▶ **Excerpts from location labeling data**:
====================

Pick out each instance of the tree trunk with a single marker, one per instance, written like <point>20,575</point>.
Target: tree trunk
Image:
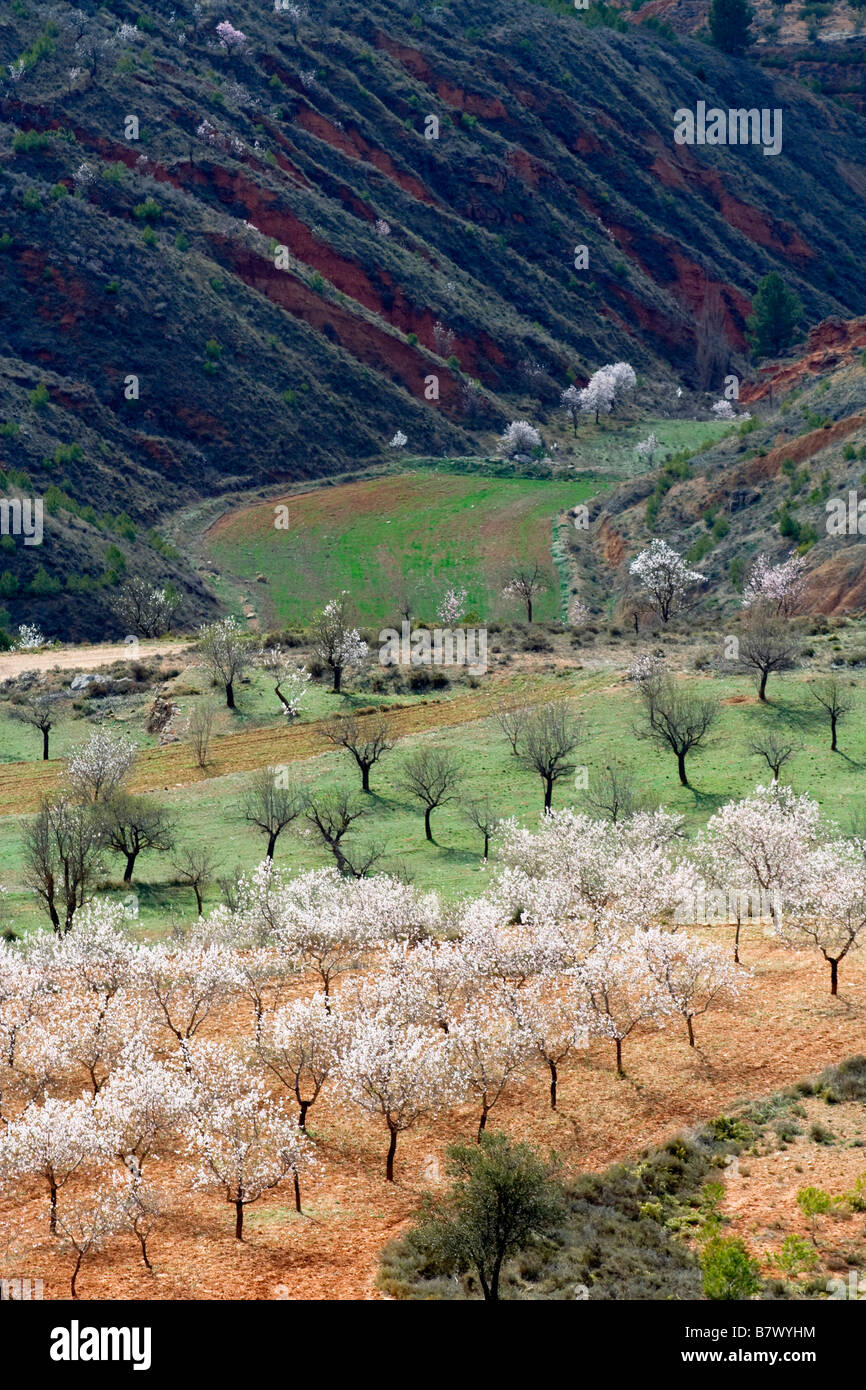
<point>392,1150</point>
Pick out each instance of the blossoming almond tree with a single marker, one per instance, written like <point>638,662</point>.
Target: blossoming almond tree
<point>491,1048</point>
<point>246,1147</point>
<point>338,644</point>
<point>401,1075</point>
<point>619,993</point>
<point>769,834</point>
<point>100,766</point>
<point>827,908</point>
<point>665,577</point>
<point>779,585</point>
<point>52,1141</point>
<point>142,1107</point>
<point>692,975</point>
<point>300,1044</point>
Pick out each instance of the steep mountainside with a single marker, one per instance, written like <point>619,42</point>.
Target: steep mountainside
<point>780,481</point>
<point>228,266</point>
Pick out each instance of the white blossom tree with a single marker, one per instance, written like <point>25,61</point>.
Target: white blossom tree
<point>399,1075</point>
<point>779,585</point>
<point>551,1015</point>
<point>619,991</point>
<point>225,652</point>
<point>100,766</point>
<point>519,438</point>
<point>769,836</point>
<point>665,577</point>
<point>246,1147</point>
<point>52,1141</point>
<point>337,641</point>
<point>826,909</point>
<point>491,1048</point>
<point>300,1044</point>
<point>692,975</point>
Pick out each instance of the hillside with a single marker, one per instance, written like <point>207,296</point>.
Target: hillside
<point>164,349</point>
<point>766,487</point>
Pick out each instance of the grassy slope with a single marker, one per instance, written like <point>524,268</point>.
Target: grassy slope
<point>433,528</point>
<point>207,808</point>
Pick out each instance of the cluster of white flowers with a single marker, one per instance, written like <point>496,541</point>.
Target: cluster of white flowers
<point>452,608</point>
<point>29,638</point>
<point>602,392</point>
<point>777,585</point>
<point>520,438</point>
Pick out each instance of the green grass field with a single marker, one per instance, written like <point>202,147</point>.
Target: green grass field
<point>424,531</point>
<point>207,811</point>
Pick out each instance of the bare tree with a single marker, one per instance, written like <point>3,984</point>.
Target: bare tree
<point>677,717</point>
<point>61,858</point>
<point>367,740</point>
<point>131,824</point>
<point>484,818</point>
<point>774,749</point>
<point>512,720</point>
<point>548,738</point>
<point>334,813</point>
<point>834,702</point>
<point>524,583</point>
<point>36,710</point>
<point>195,868</point>
<point>200,731</point>
<point>431,774</point>
<point>766,645</point>
<point>270,806</point>
<point>616,794</point>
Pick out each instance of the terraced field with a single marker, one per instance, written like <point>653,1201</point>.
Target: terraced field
<point>419,531</point>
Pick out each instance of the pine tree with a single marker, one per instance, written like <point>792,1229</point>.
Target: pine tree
<point>776,310</point>
<point>730,21</point>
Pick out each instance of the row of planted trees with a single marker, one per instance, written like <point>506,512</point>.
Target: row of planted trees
<point>395,1002</point>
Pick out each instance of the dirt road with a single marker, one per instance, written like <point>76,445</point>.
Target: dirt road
<point>85,658</point>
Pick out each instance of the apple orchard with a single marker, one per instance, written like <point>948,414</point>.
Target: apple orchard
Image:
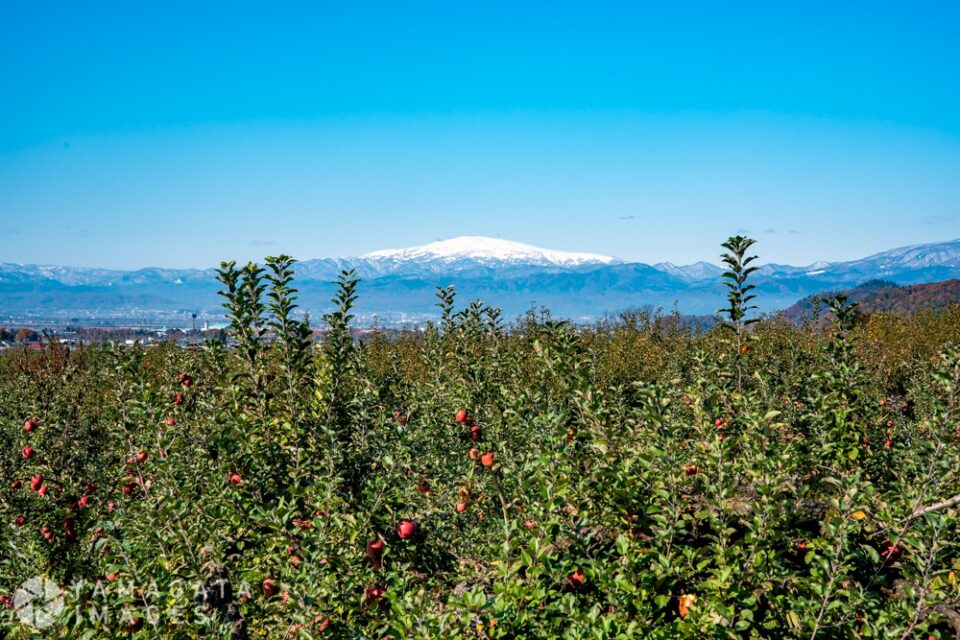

====================

▶ **Exercise task**: Copy verbatim the portion of the entries from the first line through the line containing "<point>392,1150</point>", with both ends included. Omit the pictures from your copy.

▶ **Response**:
Pick out each instance of the tree trunk with a single marker, one per instance, written like <point>20,575</point>.
Target: tree trunk
Image:
<point>392,1150</point>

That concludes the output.